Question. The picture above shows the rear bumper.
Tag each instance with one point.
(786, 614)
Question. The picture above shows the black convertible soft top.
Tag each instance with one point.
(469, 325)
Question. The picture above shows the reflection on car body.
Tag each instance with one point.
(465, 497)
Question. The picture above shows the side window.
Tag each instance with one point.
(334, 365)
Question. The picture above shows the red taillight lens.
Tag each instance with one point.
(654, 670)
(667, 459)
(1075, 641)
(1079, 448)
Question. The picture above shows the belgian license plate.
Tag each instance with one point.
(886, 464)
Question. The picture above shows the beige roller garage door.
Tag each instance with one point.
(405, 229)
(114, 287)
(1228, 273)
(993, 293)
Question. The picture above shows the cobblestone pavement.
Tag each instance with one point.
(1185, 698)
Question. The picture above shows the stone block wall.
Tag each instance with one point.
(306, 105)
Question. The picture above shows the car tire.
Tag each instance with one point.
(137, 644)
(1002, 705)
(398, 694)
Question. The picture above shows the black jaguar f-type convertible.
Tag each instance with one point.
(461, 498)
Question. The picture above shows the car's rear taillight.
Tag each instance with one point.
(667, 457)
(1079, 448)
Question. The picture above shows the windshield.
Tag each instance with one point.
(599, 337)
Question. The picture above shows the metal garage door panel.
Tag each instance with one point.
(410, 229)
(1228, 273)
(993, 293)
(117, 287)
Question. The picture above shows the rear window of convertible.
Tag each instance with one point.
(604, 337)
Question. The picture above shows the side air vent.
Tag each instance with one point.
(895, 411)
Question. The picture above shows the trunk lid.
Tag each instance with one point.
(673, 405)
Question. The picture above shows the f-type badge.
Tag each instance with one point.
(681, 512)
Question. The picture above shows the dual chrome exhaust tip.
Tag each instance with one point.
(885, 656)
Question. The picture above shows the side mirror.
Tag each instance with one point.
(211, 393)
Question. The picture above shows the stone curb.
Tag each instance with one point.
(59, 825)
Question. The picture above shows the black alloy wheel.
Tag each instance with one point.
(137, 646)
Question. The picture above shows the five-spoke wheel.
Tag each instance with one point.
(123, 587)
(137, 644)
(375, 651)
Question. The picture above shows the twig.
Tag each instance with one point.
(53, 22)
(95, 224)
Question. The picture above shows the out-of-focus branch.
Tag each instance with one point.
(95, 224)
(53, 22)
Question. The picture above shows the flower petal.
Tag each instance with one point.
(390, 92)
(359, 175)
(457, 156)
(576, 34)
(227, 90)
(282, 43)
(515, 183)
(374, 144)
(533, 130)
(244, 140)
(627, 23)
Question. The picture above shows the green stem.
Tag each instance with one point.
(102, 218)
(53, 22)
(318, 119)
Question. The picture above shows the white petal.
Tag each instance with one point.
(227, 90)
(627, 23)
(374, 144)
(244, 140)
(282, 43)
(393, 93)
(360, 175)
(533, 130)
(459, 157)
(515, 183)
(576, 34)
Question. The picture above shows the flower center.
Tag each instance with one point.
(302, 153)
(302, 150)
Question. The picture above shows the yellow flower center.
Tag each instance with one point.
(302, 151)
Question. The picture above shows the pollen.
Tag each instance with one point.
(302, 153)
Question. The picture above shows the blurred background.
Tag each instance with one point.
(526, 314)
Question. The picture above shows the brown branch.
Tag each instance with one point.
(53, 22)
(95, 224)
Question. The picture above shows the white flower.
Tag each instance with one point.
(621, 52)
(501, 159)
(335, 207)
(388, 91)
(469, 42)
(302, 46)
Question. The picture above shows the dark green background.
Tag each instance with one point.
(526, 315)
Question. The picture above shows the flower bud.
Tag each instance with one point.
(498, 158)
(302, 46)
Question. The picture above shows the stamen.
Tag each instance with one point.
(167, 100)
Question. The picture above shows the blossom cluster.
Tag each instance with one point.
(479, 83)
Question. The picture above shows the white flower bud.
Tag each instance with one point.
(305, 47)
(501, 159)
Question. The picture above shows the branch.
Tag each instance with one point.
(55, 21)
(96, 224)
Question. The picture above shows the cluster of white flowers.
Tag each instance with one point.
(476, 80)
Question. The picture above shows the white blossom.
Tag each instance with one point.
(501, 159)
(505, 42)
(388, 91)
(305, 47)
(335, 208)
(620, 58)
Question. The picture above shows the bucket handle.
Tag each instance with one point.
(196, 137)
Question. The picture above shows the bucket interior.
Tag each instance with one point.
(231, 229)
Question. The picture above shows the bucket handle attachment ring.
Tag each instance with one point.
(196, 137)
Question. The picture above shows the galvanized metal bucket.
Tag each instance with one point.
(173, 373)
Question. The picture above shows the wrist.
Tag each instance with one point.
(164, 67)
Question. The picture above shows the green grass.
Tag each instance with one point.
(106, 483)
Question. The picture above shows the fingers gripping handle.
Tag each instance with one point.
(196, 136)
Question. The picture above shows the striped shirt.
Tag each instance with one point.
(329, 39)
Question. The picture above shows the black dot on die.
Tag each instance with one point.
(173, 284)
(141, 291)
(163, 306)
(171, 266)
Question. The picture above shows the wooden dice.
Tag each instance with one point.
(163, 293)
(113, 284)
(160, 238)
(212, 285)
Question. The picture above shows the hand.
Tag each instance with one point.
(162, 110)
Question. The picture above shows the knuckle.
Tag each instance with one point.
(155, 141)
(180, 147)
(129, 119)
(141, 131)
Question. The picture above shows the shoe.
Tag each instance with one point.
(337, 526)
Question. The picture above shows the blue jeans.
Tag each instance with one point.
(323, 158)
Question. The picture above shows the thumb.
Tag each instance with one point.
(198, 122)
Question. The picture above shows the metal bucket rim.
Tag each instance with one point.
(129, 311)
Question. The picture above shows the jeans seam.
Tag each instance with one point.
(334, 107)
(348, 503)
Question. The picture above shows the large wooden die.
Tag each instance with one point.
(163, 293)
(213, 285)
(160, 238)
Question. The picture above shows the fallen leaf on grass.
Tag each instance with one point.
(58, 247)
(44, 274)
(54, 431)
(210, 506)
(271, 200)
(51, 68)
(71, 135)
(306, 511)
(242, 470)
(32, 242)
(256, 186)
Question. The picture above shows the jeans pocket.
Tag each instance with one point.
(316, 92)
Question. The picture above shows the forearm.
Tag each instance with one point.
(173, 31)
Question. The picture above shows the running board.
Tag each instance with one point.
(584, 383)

Aim of the exercise: Pick each line holding "side" out of the entries above and return it.

Reply:
Question. The picture above shows the side window.
Question. The picture above shows the side air vent.
Question. The picture above shows the side mirror.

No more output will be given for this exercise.